__Your task__: From the listing below, set down exactly the lines between the one holding "Target: man wearing black cap" and the one holding "Target: woman holding umbrella", inclusive. No other line is wanted.

__Material shown__:

····················

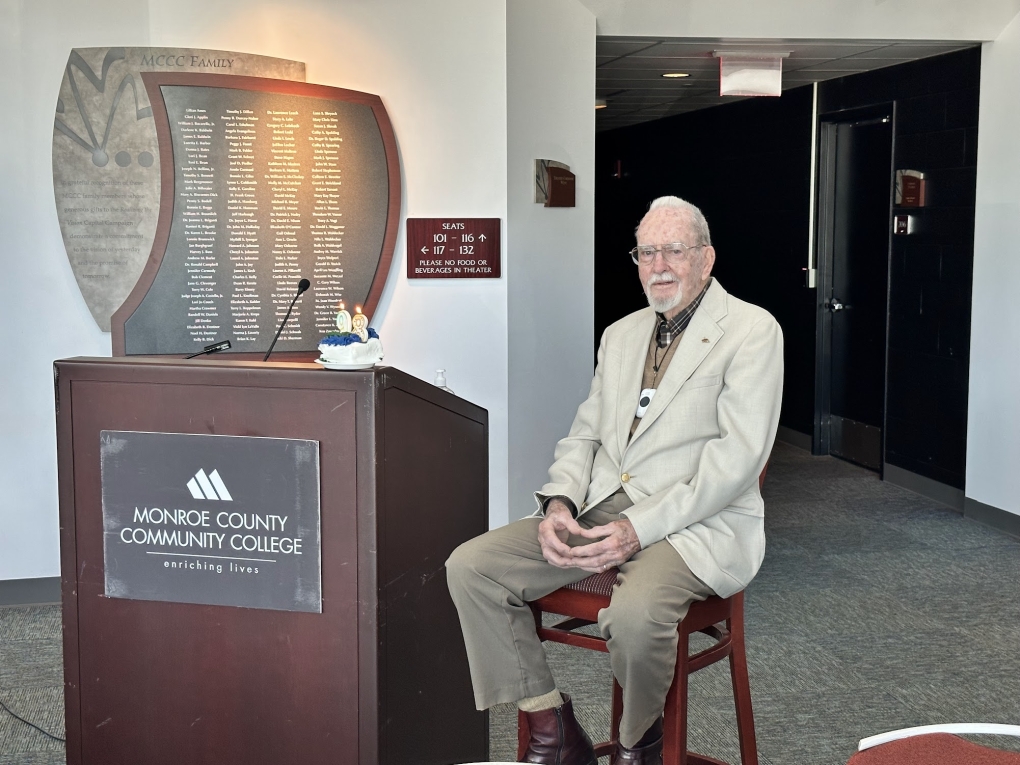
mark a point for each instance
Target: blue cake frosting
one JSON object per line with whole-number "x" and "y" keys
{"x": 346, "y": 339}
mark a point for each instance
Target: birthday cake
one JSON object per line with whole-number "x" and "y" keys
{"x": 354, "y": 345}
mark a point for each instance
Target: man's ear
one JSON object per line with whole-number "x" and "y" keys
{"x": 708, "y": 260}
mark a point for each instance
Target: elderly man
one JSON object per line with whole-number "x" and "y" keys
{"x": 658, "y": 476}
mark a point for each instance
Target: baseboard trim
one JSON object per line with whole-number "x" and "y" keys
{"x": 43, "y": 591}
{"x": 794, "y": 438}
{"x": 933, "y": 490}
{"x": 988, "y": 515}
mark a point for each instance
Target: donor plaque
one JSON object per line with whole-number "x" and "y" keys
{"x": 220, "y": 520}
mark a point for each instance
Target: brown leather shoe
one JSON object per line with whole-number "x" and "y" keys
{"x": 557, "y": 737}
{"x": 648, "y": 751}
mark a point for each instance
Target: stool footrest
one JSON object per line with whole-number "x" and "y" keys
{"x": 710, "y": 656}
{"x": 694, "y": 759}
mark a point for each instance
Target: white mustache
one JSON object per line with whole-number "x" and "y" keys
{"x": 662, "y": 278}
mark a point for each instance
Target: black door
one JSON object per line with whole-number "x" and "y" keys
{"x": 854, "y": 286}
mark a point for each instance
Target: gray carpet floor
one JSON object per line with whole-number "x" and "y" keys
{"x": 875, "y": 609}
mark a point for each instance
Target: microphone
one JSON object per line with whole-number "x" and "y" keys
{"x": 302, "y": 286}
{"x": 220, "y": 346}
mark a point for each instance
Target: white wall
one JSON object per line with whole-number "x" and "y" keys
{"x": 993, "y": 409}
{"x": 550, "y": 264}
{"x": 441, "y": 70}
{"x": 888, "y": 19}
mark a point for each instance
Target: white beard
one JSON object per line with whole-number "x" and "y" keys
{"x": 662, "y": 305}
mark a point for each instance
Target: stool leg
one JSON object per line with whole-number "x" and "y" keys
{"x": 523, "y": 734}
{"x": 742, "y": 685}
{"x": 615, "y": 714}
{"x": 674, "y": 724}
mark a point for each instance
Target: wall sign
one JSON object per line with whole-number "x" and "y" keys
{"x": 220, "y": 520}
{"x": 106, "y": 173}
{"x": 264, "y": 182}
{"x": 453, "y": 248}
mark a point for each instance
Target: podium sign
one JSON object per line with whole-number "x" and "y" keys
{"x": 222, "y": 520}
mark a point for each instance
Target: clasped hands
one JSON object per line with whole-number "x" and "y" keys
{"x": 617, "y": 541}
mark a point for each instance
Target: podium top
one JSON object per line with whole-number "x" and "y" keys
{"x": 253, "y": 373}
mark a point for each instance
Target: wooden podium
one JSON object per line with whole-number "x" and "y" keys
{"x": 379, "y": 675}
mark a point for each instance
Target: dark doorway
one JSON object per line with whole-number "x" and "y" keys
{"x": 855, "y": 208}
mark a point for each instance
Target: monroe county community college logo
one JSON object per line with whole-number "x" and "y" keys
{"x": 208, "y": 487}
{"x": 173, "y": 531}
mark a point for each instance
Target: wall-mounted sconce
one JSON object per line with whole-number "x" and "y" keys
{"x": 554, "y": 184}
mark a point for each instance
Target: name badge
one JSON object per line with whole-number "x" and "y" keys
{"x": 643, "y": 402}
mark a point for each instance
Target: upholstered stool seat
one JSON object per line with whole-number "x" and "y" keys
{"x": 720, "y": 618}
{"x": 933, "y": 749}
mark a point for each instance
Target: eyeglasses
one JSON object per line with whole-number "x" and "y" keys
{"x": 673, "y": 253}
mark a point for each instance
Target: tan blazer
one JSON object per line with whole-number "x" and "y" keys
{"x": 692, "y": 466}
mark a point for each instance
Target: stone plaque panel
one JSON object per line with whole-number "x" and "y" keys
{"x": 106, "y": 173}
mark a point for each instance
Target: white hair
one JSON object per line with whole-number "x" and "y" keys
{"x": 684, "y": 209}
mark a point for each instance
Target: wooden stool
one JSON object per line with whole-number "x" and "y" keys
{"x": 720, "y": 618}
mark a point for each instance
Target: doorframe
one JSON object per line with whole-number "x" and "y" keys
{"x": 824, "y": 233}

····················

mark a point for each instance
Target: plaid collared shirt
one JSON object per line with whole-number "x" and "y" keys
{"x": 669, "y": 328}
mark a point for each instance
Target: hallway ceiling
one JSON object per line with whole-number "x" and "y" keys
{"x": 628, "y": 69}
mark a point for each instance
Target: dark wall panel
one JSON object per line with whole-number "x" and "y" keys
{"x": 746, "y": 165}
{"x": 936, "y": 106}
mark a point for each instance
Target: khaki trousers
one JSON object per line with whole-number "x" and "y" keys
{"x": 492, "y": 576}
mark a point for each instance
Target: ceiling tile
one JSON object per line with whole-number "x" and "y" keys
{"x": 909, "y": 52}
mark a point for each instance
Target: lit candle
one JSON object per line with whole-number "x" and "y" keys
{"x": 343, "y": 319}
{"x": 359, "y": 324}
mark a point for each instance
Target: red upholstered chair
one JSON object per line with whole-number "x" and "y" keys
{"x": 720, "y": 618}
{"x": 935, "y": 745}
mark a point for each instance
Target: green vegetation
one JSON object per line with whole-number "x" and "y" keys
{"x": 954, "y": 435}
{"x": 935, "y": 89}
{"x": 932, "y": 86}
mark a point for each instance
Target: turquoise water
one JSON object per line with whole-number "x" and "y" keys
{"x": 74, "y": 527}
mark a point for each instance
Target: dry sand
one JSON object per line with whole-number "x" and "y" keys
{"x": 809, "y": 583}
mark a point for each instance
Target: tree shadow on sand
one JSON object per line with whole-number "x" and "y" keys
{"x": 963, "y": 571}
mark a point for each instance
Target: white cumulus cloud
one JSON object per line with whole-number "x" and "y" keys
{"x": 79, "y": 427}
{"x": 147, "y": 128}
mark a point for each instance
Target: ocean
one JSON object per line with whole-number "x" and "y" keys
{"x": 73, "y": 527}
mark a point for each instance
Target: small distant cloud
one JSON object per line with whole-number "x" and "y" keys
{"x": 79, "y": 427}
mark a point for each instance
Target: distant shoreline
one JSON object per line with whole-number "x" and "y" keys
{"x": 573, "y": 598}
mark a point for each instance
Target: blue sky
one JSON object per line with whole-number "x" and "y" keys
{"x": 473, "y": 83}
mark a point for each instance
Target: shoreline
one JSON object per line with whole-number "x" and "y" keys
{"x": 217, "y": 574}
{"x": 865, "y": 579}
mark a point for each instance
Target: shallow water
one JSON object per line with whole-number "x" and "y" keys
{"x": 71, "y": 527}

····················

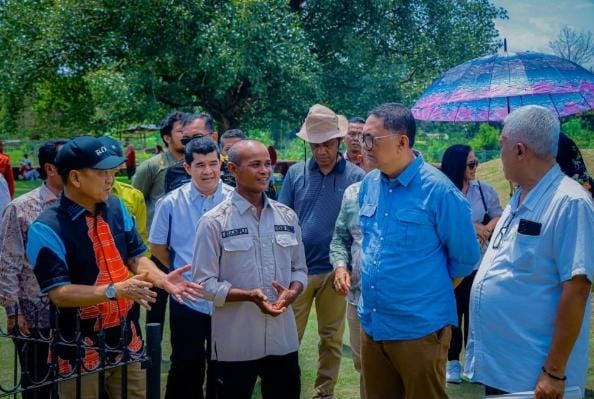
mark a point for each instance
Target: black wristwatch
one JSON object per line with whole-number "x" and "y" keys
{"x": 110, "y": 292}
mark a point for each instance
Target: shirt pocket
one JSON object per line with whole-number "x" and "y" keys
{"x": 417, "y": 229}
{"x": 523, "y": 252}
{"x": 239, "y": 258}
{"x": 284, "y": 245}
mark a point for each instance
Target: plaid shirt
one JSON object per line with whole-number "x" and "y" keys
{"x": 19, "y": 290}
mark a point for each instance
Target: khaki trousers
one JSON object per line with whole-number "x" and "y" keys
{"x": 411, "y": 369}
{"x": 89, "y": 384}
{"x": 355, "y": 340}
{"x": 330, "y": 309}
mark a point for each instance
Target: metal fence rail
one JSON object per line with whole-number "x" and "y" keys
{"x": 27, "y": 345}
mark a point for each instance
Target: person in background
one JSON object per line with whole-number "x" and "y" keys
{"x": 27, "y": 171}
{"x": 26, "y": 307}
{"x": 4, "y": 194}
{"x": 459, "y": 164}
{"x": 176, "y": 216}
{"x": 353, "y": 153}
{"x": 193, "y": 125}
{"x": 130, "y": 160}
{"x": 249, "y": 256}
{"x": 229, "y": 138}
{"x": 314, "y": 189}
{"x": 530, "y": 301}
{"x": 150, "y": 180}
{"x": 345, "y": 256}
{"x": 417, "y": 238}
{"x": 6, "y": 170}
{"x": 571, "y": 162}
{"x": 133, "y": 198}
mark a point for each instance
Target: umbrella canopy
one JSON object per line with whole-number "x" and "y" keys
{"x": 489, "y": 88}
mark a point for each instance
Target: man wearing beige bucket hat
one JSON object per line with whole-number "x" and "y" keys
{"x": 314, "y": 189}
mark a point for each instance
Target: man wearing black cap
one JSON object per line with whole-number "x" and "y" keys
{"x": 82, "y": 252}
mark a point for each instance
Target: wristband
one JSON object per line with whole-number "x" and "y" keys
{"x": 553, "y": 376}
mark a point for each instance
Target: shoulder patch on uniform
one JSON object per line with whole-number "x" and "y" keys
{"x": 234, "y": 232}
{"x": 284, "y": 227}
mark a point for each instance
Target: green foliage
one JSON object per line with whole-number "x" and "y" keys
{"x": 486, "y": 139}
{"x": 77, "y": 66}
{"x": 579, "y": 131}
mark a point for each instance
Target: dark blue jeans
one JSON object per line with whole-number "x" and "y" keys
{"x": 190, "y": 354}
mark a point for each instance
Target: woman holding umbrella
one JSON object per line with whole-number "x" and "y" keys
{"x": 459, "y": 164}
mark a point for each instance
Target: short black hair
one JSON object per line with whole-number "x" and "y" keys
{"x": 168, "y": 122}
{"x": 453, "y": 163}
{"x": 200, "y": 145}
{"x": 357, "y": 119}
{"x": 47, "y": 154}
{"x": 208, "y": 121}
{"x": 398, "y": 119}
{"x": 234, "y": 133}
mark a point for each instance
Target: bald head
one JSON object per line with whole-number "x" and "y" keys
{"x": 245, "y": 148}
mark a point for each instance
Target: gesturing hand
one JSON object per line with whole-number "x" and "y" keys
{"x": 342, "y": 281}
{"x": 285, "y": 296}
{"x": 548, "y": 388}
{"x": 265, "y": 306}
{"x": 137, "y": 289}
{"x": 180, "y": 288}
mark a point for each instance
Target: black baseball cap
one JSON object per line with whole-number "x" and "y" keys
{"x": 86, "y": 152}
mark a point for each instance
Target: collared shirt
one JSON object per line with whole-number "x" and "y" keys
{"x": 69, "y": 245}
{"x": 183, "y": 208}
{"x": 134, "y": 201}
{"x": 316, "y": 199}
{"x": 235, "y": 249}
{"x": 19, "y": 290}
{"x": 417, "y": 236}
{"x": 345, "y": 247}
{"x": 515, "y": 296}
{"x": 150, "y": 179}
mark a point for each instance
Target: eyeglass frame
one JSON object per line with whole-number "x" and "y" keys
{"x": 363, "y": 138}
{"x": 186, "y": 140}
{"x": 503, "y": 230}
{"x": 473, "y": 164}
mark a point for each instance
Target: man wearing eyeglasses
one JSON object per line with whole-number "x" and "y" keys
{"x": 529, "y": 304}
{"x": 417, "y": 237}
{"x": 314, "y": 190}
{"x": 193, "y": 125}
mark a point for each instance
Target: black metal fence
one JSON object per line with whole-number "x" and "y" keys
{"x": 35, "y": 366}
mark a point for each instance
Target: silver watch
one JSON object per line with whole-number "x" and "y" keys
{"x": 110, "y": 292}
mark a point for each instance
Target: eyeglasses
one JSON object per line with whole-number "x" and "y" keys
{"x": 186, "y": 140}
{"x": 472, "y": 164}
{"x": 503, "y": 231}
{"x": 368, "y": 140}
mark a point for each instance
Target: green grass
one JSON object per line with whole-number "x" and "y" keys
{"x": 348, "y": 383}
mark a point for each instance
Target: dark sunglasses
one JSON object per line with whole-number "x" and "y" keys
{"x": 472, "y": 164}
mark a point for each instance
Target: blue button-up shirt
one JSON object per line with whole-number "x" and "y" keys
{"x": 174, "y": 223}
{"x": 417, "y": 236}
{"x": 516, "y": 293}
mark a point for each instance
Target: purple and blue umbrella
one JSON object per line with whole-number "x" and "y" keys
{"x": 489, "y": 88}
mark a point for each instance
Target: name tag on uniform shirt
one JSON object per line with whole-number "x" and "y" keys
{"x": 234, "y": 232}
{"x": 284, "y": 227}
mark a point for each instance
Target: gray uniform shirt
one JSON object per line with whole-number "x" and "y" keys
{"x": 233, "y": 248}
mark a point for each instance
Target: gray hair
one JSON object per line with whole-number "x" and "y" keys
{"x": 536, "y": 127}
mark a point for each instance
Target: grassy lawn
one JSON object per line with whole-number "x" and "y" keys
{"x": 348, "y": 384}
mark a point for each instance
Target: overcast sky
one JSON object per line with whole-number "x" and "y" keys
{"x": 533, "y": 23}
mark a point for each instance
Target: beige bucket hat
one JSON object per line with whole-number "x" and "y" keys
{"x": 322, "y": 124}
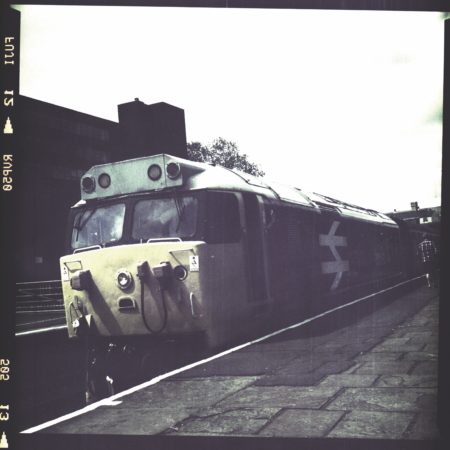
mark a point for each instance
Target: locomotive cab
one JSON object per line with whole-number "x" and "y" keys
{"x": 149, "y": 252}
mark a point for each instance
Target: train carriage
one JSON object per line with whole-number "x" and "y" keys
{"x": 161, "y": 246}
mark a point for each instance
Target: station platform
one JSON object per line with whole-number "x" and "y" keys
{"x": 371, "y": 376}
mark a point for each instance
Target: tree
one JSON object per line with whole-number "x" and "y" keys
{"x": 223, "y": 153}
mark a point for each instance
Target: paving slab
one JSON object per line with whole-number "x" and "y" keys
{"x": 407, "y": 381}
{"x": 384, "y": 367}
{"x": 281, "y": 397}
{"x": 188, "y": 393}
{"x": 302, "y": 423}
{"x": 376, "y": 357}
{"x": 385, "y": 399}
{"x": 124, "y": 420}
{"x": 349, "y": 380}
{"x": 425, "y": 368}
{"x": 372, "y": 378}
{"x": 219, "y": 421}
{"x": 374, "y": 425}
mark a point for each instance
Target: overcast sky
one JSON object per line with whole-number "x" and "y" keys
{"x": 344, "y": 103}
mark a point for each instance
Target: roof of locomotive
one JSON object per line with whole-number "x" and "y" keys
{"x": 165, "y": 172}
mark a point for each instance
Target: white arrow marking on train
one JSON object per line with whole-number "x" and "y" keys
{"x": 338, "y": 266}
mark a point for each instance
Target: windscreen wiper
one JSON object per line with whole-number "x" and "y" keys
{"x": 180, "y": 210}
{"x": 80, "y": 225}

····················

__Exercise output__:
Target: man wearing black cap
one JSON object per line with whole-number "x" and "y" keys
{"x": 82, "y": 252}
mark a point for each instance
Target: wristband
one JSON object per line with whole-number "x" and "y" keys
{"x": 553, "y": 376}
mark a point for each instance
Target: shoulder patch on uniform
one JSON object per line with whole-number "x" and "y" keys
{"x": 234, "y": 232}
{"x": 284, "y": 227}
mark a point for each instance
Target: green foliage
one JSON object per line with whole-number "x" and "y" keys
{"x": 486, "y": 139}
{"x": 77, "y": 66}
{"x": 579, "y": 131}
mark a point for each instance
Target: dark blue jeans
one JSON object per line with whole-number "x" and "y" keys
{"x": 190, "y": 354}
mark a point for each instance
Target: woman holding umbrella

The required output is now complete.